*Aim*
Swap "on one line" for "in a single line" everywhere it occurs in the records below, and keep every other part of those lines unchanged.

*Data for processing*
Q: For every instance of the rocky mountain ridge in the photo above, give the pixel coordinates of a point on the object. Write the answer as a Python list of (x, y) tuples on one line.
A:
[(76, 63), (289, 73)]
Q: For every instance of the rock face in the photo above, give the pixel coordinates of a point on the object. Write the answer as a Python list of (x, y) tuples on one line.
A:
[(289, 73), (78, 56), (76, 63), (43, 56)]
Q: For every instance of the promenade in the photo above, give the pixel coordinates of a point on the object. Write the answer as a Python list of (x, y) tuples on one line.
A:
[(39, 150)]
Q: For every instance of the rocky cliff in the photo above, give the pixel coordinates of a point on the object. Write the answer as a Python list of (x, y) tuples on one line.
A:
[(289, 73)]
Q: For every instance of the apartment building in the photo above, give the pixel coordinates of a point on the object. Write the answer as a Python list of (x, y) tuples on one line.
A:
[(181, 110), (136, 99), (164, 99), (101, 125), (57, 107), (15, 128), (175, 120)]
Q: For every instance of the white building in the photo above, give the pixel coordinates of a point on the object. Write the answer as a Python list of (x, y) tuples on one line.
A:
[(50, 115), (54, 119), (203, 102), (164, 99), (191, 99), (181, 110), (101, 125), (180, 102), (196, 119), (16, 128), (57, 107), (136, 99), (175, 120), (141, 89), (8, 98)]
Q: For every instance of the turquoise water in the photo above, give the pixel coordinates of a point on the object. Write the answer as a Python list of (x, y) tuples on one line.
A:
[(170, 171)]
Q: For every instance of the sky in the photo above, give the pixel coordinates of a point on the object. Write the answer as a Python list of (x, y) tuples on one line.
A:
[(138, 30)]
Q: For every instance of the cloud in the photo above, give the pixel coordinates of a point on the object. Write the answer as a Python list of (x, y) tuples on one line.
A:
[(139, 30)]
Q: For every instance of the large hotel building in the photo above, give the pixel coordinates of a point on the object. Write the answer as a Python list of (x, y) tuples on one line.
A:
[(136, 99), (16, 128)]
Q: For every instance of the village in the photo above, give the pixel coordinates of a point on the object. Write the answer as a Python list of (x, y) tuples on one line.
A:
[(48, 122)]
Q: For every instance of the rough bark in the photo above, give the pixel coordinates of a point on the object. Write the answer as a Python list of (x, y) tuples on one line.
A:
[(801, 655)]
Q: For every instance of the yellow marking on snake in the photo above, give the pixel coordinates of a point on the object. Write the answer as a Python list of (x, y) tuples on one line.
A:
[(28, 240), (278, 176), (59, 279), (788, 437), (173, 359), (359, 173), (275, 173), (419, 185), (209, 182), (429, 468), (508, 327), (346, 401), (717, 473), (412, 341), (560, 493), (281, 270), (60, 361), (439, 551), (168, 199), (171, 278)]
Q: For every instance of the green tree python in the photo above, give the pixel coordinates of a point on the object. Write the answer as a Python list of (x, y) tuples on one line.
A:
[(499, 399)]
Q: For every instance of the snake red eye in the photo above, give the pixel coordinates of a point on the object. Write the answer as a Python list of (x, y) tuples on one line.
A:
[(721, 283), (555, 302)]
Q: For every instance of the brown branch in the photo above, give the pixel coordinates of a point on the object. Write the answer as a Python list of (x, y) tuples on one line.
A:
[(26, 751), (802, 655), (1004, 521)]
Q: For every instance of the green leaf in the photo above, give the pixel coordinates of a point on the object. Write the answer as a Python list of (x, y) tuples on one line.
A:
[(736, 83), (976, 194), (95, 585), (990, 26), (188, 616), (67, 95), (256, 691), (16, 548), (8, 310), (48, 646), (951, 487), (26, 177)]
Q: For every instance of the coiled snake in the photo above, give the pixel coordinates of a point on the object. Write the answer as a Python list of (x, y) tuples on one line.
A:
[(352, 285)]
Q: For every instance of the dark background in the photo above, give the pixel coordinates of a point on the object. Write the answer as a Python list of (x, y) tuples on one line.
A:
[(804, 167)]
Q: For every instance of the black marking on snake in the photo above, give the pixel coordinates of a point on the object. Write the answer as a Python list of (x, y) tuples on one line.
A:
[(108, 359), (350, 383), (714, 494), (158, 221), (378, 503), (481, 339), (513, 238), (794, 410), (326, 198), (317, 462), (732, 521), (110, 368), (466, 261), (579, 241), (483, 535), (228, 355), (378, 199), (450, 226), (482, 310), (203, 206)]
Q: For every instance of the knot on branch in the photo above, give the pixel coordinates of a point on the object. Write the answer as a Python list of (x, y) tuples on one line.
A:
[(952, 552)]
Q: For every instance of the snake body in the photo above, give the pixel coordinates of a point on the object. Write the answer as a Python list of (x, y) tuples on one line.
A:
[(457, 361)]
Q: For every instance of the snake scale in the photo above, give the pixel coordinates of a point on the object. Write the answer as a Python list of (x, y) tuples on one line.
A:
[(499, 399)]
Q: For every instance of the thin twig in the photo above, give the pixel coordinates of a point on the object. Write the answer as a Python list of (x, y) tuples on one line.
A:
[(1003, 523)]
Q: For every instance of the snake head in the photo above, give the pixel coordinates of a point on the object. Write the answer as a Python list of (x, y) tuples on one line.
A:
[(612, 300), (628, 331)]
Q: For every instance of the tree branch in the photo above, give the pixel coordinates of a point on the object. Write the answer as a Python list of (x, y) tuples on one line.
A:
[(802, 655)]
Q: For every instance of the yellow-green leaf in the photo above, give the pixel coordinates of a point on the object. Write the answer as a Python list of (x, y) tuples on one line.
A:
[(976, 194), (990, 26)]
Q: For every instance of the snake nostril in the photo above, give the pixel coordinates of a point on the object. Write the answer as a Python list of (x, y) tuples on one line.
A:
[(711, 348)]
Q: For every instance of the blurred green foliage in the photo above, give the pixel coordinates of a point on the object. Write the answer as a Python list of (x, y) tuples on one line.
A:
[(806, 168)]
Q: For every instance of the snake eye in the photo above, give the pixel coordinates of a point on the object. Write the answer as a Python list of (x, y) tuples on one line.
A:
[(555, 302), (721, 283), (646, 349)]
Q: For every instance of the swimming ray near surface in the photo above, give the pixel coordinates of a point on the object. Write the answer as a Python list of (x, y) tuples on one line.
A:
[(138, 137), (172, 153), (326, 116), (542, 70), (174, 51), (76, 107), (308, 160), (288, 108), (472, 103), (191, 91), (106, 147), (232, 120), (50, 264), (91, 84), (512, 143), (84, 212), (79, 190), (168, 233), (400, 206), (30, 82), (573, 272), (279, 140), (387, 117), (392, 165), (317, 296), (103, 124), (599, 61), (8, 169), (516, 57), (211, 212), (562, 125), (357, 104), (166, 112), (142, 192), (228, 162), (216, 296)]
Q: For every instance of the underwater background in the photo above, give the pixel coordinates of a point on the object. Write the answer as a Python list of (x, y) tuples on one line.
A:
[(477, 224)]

*Problem solution*
Q: For every instance of the rocky mountain ridge in the photo above, give the pixel coordinates of a point on the object. Write the answer as a Python list of (x, y) tuples in a single line.
A:
[(76, 63), (289, 73)]
Q: For every instance of the rock face in the photo above, give the pixel coordinates of a point on the object. Write the answer as a Python list of (x, y) tuples in a single line.
A:
[(289, 73), (78, 56), (76, 63), (43, 56)]
Q: For every instance of the promenade in the photo above, give the pixel coordinates of a point on the object. Write the answer as a Python list of (x, y) tuples in a single line.
A:
[(39, 150)]
Q: For every instance of the rocky cliff in the photo above, give the pixel coordinates of a point on the object. Write the answer as a Python list of (x, y) tuples in a single line.
A:
[(289, 73)]
Q: For every instance of the apartment building in the photo above, give the pixel coordinates of a point on the object. Write the answer as a Python list of (x, y) tuples in a single line.
A:
[(181, 110), (136, 99), (164, 99), (101, 125), (57, 107), (15, 128), (175, 120)]
Q: For every instance of the white building in the photo above, give the pixel coordinates of a point on the object. Write the answer as a Python list of (x, y) tuples in a single line.
A:
[(50, 115), (54, 119), (203, 102), (164, 99), (191, 99), (181, 110), (101, 125), (180, 102), (196, 119), (16, 128), (57, 107), (136, 99), (175, 120), (141, 89), (8, 98)]
Q: For every instance of the turquoise water in the photo above, give the pixel coordinates of a point on the object. Write the answer as a Python list of (x, y) tuples in a single line.
A:
[(170, 171)]
Q: For every instance of the sky in the photo above, give the pixel coordinates of a point on the object. Write the answer as a Python list of (x, y) tuples in a single line.
A:
[(138, 30)]
Q: For every instance of the cloud in the photo above, give the pixel coordinates of a point on the object. Write the answer as a Python list of (x, y) tuples in a single line.
A:
[(139, 30)]
Q: For every instance of the large hotel building in the photo above, give the pixel coordinates of a point on the object. Write the answer as a Python list of (x, y) tuples in a single line.
A:
[(136, 99), (16, 128)]
Q: For every instance of the village in the photo above, give the pixel coordinates of a point on the object. Write the answer as a Python list of (x, y) tuples in a single line.
A:
[(48, 122)]
Q: For every instance of the rough bark in the photo above, give the pixel coordinates of a point on the object. Write the answer as a Python list of (x, y) tuples in a single line.
A:
[(801, 655)]
Q: For every instance of the yellow marking on snake in the photo above, give the pixel coordinates of a point on the object. Write the answer as a Python list of (x, y) tuples in a single line.
A:
[(28, 240), (278, 176), (59, 279), (788, 437), (173, 359), (359, 173), (275, 173), (419, 185), (209, 182), (429, 468), (508, 327), (346, 401), (717, 473), (412, 341), (560, 493), (281, 270), (60, 361), (439, 551), (168, 199), (171, 278)]
Q: For every instance of the green tree python in the photo above, give the pixel coordinates of a point on the object. Write the answer as a Python list of (x, y) tuples in a single line.
A:
[(499, 399)]
Q: For every instance of the snake red eye in the photo above, give the pixel coordinates of a point on the object. Write the answer as a Python list of (x, y) tuples in a single line.
A:
[(721, 283), (555, 302)]
Q: For every instance of the brown branch in the photo above, give the pixel coordinates of a point on the object. Write the answer as a Python list of (x, y) tuples in a single line.
A:
[(26, 751), (802, 655), (1004, 521)]
Q: For every instance of the green leaf in the photo above, give the pixel coordinates of a point on the object. Write the answer as a Python list of (x, y) tuples in a single line.
A:
[(736, 83), (976, 194), (95, 585), (990, 26), (188, 616), (67, 95), (256, 691), (16, 548), (8, 310), (48, 646), (951, 487), (26, 177)]
Q: For every instance of the coiled snake in the photo above, give the pixel coordinates of a point on the object. Write the answer as a Python list of (x, y) tuples in a single line.
A:
[(352, 285)]
Q: For every instance of the dark background in the photo above, give the pixel coordinates of a point on the object. Write the answer as a Python list of (x, y) tuples in a single line.
A:
[(804, 167)]
Q: For every instance of the black marking on snake in the photo above, give the pixel coordinates of a point on the object. Write the answer as a Python list of (x, y) tuples in a single line.
A:
[(108, 359), (350, 383), (714, 494), (158, 221), (378, 503), (481, 339), (513, 238), (794, 410), (326, 198), (317, 462), (732, 521), (110, 368), (466, 261), (579, 241), (483, 535), (228, 355), (378, 199), (450, 226), (482, 310), (203, 206)]
Q: For every instance of the knot on branch in the photo above, give the pixel coordinates of a point on the object. Write the answer as a Python list of (x, y) tuples in a single line.
A:
[(952, 552)]
Q: For every instance of the snake body in the photo above, give the pixel coordinates of a point on the object. Write the answer as a Python list of (x, y) tuples in a single line.
A:
[(457, 361)]
Q: For every instance of the snake scale in the photo above, give the pixel coordinates of a point on the object. Write the answer as a Python list of (x, y) tuples in a single line.
A:
[(499, 399)]
Q: For every instance of the thin twig in the photo above, give the pixel coordinates of a point on the object. Write the answer as a Python list of (x, y) tuples in a single line.
A:
[(1003, 523)]
Q: For every instance of the snake head in the photo above, give the pixel coordinates of a point on the object. Write the answer as a Python list of (x, y) tuples in a single line.
A:
[(612, 300), (628, 331)]
Q: For every instance of the tree branch in the photo above, give the pixel coordinates of a point on the object. Write the answer as a Python list of (x, y) tuples in a single line.
A:
[(802, 655)]
Q: For every instance of the yellow-green leaf in the photo above, give the pixel coordinates of a point on the object. Write the answer as a Python list of (x, y) tuples in a single line.
A:
[(976, 194), (990, 26)]
Q: For every instance of the snake nostril in the photo above, give the pixel coordinates of a point on the object. Write the answer as a Python list of (x, y) tuples in a single line.
A:
[(711, 348)]
Q: For every instance of the blurred green foliage in the photo above, give the pixel coordinates of a point on the object. Write the answer as a Python list of (x, y) tuples in a single line.
A:
[(806, 168)]
Q: For every instance of the snake eye in the photo above, give the pixel coordinates of a point on the object. Write the answer as a Python list of (x, y) tuples in a single line.
A:
[(555, 302), (721, 283), (646, 349)]
Q: For every instance of the swimming ray near surface in the photo above, give the pixel coordinates of a point on the object. Write the answer as a Python list of (x, y) tuples in a single line.
A:
[(138, 137), (172, 153), (326, 116), (542, 70), (174, 51), (76, 107), (308, 160), (288, 108), (472, 103), (191, 91), (106, 147), (232, 120), (50, 264), (91, 84), (512, 143), (84, 212), (79, 190), (168, 233), (400, 206), (30, 82), (573, 272), (279, 140), (387, 117), (392, 165), (317, 296), (103, 124), (599, 61), (8, 169), (516, 57), (211, 212), (562, 125), (357, 104), (166, 112), (142, 192), (228, 162), (216, 296)]
Q: For every instance of the underwater background in the photo above, give the pixel coordinates of a point on the object. Write the answer as a Python list of (x, y) tuples in a single line.
A:
[(477, 224)]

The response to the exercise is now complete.